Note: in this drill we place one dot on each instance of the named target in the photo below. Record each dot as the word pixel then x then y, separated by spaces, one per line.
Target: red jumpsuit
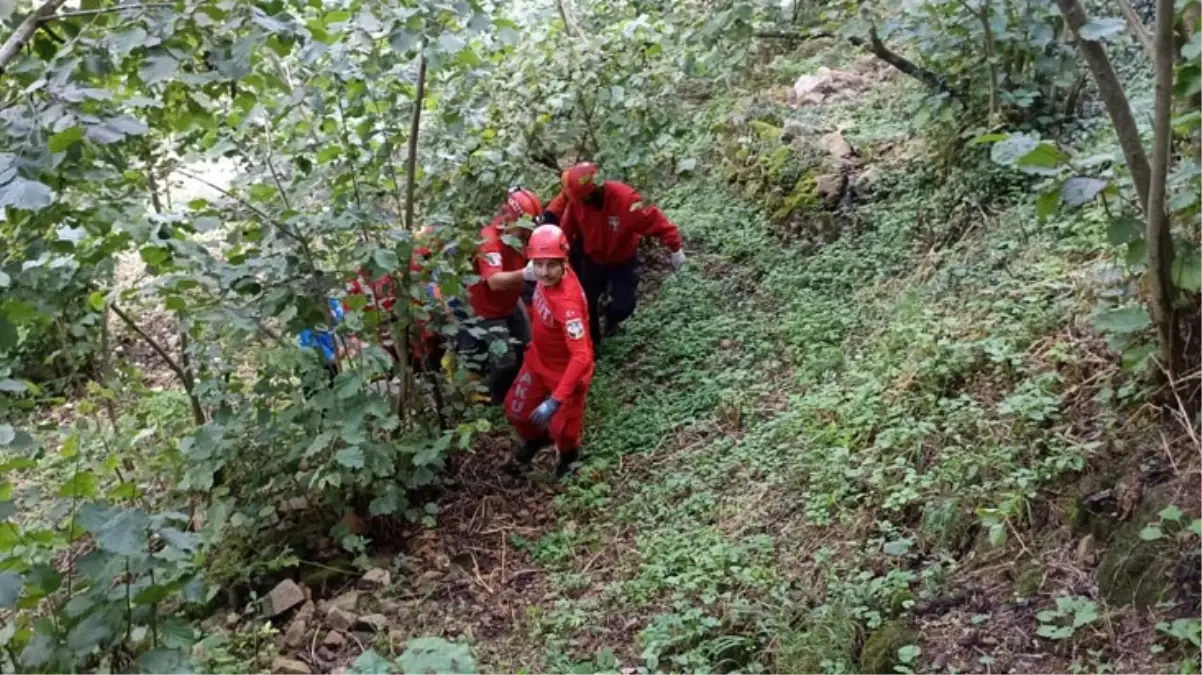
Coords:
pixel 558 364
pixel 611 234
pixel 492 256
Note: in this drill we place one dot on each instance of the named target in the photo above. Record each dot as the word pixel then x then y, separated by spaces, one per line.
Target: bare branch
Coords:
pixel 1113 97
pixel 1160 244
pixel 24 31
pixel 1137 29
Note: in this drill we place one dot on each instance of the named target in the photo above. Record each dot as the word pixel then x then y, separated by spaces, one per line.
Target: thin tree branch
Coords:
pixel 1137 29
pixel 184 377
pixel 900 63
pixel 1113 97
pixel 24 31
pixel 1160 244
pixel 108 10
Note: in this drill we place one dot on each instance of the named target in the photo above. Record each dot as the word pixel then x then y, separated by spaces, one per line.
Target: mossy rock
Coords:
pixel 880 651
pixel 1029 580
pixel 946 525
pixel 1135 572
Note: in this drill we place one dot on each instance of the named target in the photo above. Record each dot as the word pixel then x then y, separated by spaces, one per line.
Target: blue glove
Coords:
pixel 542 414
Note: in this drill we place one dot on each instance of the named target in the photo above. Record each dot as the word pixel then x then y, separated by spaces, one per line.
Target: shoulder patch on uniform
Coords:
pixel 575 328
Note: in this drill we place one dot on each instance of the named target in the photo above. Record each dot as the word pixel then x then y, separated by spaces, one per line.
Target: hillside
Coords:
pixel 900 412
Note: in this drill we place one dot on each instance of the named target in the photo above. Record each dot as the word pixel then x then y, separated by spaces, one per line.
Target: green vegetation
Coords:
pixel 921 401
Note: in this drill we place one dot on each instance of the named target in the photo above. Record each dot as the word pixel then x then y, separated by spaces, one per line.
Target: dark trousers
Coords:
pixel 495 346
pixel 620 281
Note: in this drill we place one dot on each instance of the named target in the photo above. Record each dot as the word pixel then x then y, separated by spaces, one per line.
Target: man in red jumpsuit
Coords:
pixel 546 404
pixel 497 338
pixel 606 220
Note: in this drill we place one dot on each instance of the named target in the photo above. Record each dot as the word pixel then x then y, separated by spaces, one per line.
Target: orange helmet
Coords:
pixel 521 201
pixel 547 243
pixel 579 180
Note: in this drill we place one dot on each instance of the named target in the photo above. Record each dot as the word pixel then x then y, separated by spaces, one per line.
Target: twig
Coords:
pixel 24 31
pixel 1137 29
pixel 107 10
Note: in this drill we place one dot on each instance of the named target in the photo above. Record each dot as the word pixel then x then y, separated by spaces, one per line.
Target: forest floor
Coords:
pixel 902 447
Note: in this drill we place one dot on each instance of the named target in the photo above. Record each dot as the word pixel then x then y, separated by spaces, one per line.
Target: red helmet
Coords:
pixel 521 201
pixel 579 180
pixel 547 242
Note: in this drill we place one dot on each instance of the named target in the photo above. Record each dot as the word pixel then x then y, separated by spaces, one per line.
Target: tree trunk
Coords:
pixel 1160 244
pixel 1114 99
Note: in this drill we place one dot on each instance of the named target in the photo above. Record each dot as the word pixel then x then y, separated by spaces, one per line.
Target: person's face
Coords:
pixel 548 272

§ **DO THIS**
Reproduce every one of the lines above without any alteration, and omit the pictures from your reproduction.

§ **SOLUTION TO THE PROBLEM**
Note: in this drill we place one dot on each instance of the named target in the photo below. Record each dot as the word pixel then x then y, separated by spaces, one per line.
Target: red jumpsuit
Coords:
pixel 558 364
pixel 611 234
pixel 492 256
Note: in this drill we place one dot on each instance of the named target in the photo above. Record each dot as the word pixel then x then y, separated by spaces, one per line.
Target: bare branch
Coords:
pixel 1113 97
pixel 1160 244
pixel 24 31
pixel 1137 29
Note: in this drill we place one dot on each instance of the named target in the photo above. Record each dot as the word pixel then x then y, separated by spaces, one per line.
Target: thin tree branch
Coords:
pixel 1137 29
pixel 184 377
pixel 900 63
pixel 1113 97
pixel 24 31
pixel 1160 244
pixel 108 10
Note: in this drill we place one dot on each instance of the named target in the photo above. Record each dot as the word pixel then x then y, separated by spaces, one per line.
Target: mossy rock
Coords:
pixel 880 651
pixel 1029 580
pixel 946 525
pixel 1135 572
Note: in this drill we place one dot on each instance of the named target in the photo above. Record each dot as the word pixel then x then y, separated by spaces, one per line.
Target: blue glove
Coords:
pixel 542 414
Note: in this drill we place one dot on each instance of the named target in the photo above. Record each dot as the word pixel then x then y, separated by spaces, one per line.
Target: shoulder patch on uniform
Coords:
pixel 575 328
Note: in this drill we place one dot on each instance of the named target in the photo above. Record each dot as the word pixel then x then y, separated by spaces, one per line.
Target: hillside
Coords:
pixel 900 412
Note: in this drill we place one dot on each instance of the named target in the photo above. Record each dot as the word pixel then x then y, separated by spaces, one per line.
Target: green vegetation
Coords:
pixel 921 401
Note: in this drill we place one dot on each instance of the named target in the photo above. Record each dot as the word pixel then x then y, separated by spaces, one per line.
Target: dark trousers
Coords:
pixel 495 346
pixel 620 281
Note: in this drill we place one dot on each instance of the named target in the photo above. Record each dot as the word pixel then x then y, separated by spaces, one per line.
Target: man in red jumpsuit
Coords:
pixel 546 404
pixel 497 338
pixel 606 220
Note: in this drill we place one dot on each instance of the named target in the photo above. Record each dot as the word pixel then x then y, separated by spaces, one per line.
Target: orange helmet
Coords:
pixel 521 201
pixel 547 243
pixel 579 180
Note: in this drill we place one dot on each instance of the named target in the photo above. Record each dot as the word pixel then x then y, separated by spaces, one per line.
Target: twig
Coords:
pixel 24 31
pixel 1137 29
pixel 107 10
Note: in this drill we place one dot on each instance of the named target in the photo above. Record each dot as the word pixel then x then y, separated by spaces, one per line.
Target: forest floor
Coords:
pixel 902 447
Note: in this drill we place one dot on each instance of the named target in the photo above. Record each dot as the word pixel then x then y, separated by spaces, one per line.
Target: red helmet
Coords:
pixel 521 201
pixel 579 180
pixel 547 242
Note: in this drill we place one dot on each instance of the named target in the photo above. Record each dot as the word pixel then x then y, separated by spaces, one per line.
Target: tree trunk
Coords:
pixel 1160 244
pixel 1114 99
Note: in this drill we place one dot on each instance of the named target in the photo above. Record each dot as the word pixel then x then y, separated by spaces, one per line.
Target: person's face
Coords:
pixel 548 272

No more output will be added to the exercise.